-- start Document excerpt --

Likewise, at the application level, logs are not aggregated within a central location by default. Applications running inside containers and pods instead write log data to their various internal environments. You need to export the data to a centralized persistent location if you want to use it for observability purposes. And because a container could live for only a matter of seconds, you need to export the data continuously and in real time if you want full visibility. Even if you check container logs as frequently as every minute, you may miss data sources that don’t persist in their original location for that long.
The 4 sins of Kubernetes observability
How does a Kubernetes admin work through the observability roadblocks and challenges described above? We’ll explain later in this eBook. But first, let’s take a look at how not to address these issues. It’s easy to fall into various traps — you might even call them sins — in your quest to make Kubernetes observability work. We want to be sure you avoid the common pitfalls and stick to the straight and narrow way on your journey toward K8s observability salvation.

-- end Document excerpt --
-- start Records --

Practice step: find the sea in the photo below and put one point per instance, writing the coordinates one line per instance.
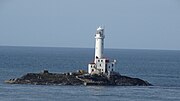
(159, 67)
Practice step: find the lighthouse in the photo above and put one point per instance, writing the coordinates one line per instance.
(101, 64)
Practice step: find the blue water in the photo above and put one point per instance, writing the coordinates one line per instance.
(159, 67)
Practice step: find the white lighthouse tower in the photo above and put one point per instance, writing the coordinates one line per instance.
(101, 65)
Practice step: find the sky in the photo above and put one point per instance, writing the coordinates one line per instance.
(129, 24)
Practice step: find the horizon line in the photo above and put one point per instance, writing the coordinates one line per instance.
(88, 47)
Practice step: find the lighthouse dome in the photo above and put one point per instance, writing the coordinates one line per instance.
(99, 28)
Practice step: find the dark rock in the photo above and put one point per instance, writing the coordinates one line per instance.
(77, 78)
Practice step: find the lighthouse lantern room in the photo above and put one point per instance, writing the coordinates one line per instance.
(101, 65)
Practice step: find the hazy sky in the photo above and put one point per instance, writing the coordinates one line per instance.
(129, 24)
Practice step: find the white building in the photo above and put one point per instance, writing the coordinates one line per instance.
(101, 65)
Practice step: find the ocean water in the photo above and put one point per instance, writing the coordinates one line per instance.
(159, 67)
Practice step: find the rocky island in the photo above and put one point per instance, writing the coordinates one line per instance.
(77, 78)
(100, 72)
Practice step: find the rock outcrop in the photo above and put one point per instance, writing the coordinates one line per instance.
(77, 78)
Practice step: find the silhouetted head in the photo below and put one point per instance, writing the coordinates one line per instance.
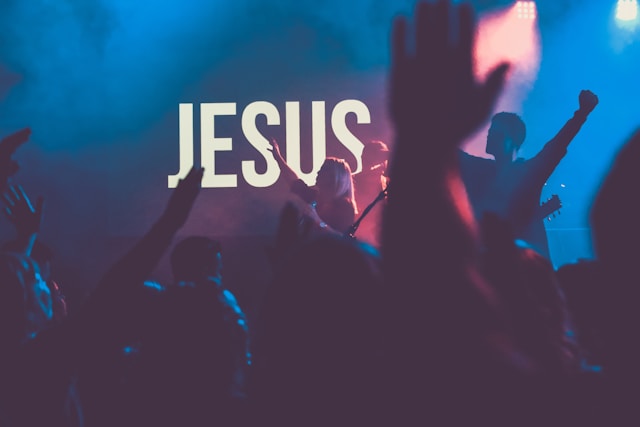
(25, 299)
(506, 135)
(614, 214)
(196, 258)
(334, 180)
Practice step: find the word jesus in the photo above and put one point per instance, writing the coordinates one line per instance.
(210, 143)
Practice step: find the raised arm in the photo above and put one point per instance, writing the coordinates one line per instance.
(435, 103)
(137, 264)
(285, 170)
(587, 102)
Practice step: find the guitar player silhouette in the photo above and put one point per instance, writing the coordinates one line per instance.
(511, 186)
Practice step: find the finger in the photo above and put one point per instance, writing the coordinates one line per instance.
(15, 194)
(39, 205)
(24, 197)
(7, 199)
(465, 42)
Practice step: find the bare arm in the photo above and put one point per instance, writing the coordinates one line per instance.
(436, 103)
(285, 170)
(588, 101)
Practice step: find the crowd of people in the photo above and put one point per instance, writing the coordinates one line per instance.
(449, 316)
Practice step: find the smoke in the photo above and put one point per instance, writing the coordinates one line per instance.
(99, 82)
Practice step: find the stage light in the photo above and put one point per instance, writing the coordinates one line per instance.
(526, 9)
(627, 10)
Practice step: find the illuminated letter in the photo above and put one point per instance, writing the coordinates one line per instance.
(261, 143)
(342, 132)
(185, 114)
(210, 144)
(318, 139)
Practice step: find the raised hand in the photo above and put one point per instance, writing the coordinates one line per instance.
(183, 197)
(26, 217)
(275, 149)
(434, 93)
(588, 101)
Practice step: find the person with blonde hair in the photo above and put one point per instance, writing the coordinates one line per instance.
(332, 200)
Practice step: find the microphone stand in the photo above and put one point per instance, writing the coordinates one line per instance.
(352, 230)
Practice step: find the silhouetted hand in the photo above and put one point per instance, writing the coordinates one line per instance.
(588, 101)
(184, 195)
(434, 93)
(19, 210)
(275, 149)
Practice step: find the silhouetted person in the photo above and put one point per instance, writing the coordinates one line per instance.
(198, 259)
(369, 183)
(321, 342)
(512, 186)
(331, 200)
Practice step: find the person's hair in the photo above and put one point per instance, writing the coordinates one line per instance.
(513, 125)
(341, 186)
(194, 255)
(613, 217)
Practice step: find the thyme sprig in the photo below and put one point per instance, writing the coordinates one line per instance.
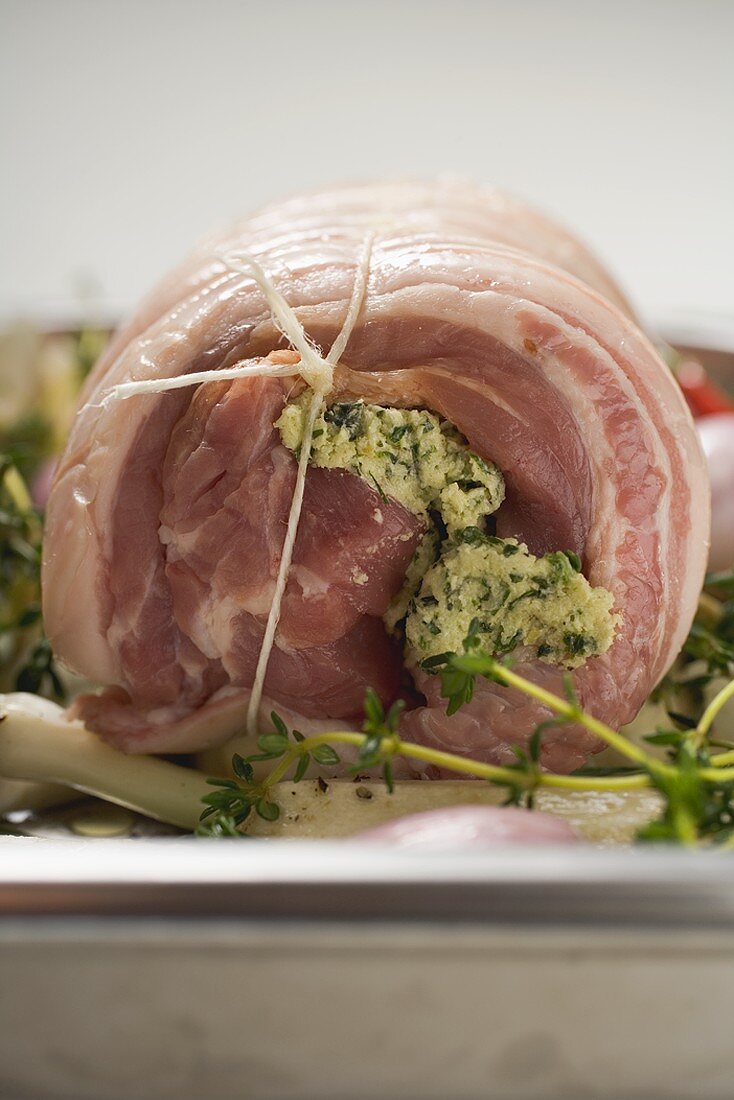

-- end Records --

## Given exercise
Extend the Kubernetes observability text, starting right after its final sentence. The items have no connection to the text on Kubernetes observability.

## Reply to the task
1. Don’t just aggregate logs
It can be tempting to attempt to solve Kubernetes observability challenges by collecting all of the log data you can — from your master nodes, worker nodes, containers and the underlying physical infrastructure — and then aggregating all of that data in the mistaken belief that analyzing it will give you the holistic visibility you need.
The problem with this approach is that every component in your cluster logs different types of information at different rates. As a result, if you look at aggregated log data from a specific point in time — say, the moment that a pod crashed — you are unlikely to gain the complete context you need to understand what happened. The events that caused the pod to crash may have occurred in different components at an earlier time, but you probably won’t see that by looking just at aggregated log data based on a single event.
2. Don’t focus on metrics alone
Collecting metrics data from the Kubernetes metrics API is another tempting way to attempt to gain across-the-board visibility into your cluster. After all, the metrics API covers the entire cluster, and it exposes critical data like CPU and memory usage.
Those are useful sources of visibility, and they should be part of any Kubernetes observability strategy. On their own, however, they are hardly enough to understand the state of your cluster. Focusing just on cluster-level metrics would be like trying to monitor a virtual machine based solely on the CPU and memory metrics of the physical server that hosts it: It would give you some clue as to what is happening inside the virtual machine, but not the level of detail necessary to gain true observability.
Instead, you need context — which depends on the correlation of data of multiple types from across your cluster — to understand what is happening.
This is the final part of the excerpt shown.